◆ TASK TO CARRY OUT ◆
Copy the line containing "In the picture above, where can the lamp", then all lines after it up to and including the final line of the material, exactly and without additions.

◆ DATASET EXTRACT ◆
********

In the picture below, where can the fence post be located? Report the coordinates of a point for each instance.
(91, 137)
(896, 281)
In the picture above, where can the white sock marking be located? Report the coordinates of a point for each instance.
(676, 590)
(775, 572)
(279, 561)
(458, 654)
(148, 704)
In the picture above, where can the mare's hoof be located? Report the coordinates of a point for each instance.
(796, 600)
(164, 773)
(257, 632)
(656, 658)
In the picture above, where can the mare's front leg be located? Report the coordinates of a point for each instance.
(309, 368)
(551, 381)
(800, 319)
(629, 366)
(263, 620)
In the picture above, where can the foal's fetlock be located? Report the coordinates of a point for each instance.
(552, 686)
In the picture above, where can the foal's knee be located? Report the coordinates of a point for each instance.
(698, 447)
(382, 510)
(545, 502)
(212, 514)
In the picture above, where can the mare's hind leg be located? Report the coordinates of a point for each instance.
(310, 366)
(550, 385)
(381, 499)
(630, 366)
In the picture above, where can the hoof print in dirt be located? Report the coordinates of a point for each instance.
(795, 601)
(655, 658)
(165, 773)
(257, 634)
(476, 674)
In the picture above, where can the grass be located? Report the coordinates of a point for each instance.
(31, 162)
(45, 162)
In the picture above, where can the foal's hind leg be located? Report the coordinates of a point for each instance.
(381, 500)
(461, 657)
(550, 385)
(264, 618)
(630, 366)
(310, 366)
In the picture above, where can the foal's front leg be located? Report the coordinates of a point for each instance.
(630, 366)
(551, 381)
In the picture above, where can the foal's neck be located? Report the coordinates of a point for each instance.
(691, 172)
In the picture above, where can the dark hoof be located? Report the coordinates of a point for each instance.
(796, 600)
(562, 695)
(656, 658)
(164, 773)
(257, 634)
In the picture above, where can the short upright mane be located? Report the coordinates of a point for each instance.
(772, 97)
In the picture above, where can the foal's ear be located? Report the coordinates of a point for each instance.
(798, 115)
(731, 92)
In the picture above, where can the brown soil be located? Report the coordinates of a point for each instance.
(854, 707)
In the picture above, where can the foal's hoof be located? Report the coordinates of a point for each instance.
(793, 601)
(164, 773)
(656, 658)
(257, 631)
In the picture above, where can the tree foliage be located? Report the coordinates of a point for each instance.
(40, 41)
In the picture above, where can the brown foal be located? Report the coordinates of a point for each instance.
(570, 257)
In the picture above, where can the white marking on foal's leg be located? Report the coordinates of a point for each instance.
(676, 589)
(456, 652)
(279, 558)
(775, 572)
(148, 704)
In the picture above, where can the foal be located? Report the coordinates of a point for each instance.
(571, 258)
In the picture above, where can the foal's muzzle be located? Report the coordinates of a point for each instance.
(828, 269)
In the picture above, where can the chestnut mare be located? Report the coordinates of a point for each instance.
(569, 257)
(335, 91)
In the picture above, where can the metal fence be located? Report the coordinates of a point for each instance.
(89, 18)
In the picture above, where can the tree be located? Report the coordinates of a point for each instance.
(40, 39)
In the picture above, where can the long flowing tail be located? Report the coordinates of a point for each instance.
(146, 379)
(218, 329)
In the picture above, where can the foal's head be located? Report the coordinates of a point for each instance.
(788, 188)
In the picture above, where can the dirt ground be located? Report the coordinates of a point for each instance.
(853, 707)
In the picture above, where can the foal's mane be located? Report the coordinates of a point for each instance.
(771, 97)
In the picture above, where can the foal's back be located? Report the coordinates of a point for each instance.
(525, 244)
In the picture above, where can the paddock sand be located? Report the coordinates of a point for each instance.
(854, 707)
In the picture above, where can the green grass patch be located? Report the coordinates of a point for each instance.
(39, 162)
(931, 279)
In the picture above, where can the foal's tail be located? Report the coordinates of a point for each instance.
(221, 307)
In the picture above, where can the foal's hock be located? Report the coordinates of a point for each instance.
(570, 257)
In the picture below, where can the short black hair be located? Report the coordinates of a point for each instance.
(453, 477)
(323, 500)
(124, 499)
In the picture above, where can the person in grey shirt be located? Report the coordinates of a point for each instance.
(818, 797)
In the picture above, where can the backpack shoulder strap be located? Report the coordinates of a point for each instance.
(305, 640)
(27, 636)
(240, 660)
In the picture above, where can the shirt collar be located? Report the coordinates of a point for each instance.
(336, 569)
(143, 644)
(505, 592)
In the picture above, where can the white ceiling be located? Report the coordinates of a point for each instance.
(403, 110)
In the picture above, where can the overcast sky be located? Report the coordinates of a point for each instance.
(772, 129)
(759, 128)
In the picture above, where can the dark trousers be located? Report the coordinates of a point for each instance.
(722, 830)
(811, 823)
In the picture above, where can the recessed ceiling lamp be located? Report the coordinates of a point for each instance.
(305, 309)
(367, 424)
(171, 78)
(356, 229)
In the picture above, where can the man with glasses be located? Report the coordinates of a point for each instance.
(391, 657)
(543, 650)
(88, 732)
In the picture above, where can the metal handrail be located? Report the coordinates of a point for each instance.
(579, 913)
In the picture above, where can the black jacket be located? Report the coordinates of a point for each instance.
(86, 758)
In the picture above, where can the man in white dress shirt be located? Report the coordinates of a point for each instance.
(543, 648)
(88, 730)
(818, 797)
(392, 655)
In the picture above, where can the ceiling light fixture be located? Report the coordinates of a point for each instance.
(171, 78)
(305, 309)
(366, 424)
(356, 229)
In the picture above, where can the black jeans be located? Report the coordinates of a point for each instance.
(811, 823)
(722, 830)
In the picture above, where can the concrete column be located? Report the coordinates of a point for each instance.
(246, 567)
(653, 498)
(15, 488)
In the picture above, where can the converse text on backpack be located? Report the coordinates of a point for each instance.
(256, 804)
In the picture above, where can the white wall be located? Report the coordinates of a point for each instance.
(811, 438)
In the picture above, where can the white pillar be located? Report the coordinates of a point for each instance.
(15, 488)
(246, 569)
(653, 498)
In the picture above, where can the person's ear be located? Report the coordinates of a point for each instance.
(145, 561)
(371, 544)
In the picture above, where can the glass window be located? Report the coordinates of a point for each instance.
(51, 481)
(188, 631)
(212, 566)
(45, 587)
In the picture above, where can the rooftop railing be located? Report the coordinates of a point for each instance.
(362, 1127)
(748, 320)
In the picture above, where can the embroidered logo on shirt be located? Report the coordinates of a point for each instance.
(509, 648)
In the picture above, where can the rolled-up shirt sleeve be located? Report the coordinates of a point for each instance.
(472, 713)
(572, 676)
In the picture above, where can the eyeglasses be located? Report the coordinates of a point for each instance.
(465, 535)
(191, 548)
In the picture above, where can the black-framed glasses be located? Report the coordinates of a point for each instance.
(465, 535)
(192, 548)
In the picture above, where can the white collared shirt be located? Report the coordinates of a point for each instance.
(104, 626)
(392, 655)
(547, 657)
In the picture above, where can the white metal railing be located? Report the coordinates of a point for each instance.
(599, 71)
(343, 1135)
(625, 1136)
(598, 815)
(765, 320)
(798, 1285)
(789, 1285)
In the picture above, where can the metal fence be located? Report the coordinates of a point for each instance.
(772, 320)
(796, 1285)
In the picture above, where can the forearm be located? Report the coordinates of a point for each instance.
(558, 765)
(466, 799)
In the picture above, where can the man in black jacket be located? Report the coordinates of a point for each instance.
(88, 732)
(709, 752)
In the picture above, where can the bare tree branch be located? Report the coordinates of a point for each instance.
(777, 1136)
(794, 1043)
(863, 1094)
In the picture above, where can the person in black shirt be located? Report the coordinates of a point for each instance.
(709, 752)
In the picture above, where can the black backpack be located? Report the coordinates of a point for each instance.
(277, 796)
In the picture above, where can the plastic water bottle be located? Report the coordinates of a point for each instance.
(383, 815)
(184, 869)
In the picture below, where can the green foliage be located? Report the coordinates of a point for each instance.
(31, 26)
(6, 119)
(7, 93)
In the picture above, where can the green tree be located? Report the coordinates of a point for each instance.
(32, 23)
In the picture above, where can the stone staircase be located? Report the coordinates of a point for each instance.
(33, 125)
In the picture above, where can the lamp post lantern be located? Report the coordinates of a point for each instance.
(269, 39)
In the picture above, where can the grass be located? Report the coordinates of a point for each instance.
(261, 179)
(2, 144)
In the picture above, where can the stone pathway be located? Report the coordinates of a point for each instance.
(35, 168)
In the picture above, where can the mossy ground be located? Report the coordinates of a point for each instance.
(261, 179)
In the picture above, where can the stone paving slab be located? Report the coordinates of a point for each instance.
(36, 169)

********

◆ WRITTEN SOLUTION ◆
In the picture above, where can the lamp post lantern be located? Report the coordinates of a point for each instance.
(269, 39)
In the picture above, where can the grass be located? Report the coordinates of a point for each instance.
(261, 179)
(2, 144)
In the picture above, where can the stone pathway be located? Report the coordinates of a point for each instance.
(35, 168)
In the picture above, where can the mossy ground be located? Report the coordinates of a point for each instance.
(261, 179)
In the picture above, where can the stone paving slab be located? Report the coordinates of a point for each instance.
(36, 169)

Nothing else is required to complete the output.